• [Material for this task]
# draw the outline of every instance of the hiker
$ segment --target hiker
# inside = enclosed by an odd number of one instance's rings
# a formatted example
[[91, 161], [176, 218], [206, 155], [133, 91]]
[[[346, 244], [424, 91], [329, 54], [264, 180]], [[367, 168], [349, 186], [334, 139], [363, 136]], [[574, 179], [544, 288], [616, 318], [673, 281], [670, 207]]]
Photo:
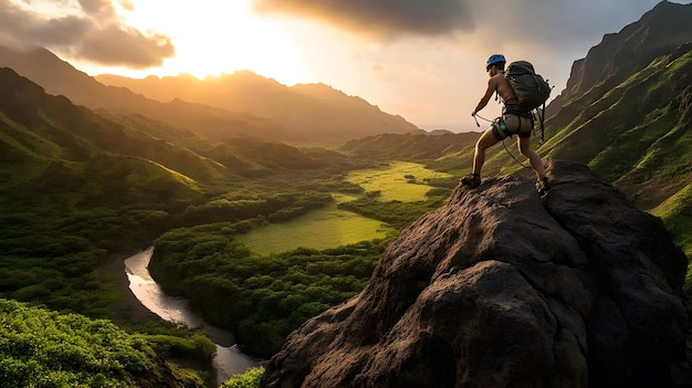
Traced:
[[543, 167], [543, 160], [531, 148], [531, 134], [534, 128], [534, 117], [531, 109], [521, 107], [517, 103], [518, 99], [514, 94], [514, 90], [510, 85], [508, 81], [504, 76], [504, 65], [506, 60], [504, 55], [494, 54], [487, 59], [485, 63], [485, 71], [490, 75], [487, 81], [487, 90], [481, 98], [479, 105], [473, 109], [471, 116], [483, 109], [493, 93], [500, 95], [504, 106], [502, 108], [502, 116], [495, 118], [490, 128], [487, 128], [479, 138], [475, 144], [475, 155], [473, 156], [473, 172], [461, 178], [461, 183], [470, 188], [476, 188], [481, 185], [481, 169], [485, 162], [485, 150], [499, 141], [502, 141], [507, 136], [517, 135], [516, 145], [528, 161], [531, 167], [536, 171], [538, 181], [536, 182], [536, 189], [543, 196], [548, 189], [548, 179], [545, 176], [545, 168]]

• [Given task] Please put everything from the start of the items down to and including the line that contains "[[91, 161], [176, 218], [206, 155], [133, 91]]" into a JSON list of strings, one string per line, with blank lines left out.

• [Problem solution]
[
  "# draw the outline of every instance of the hiker",
  "$ segment --target hiker",
  "# inside = enclosed by an odd number of one instance's rings",
  "# a formatted example",
  "[[91, 161], [176, 218], [206, 155], [133, 91]]"
]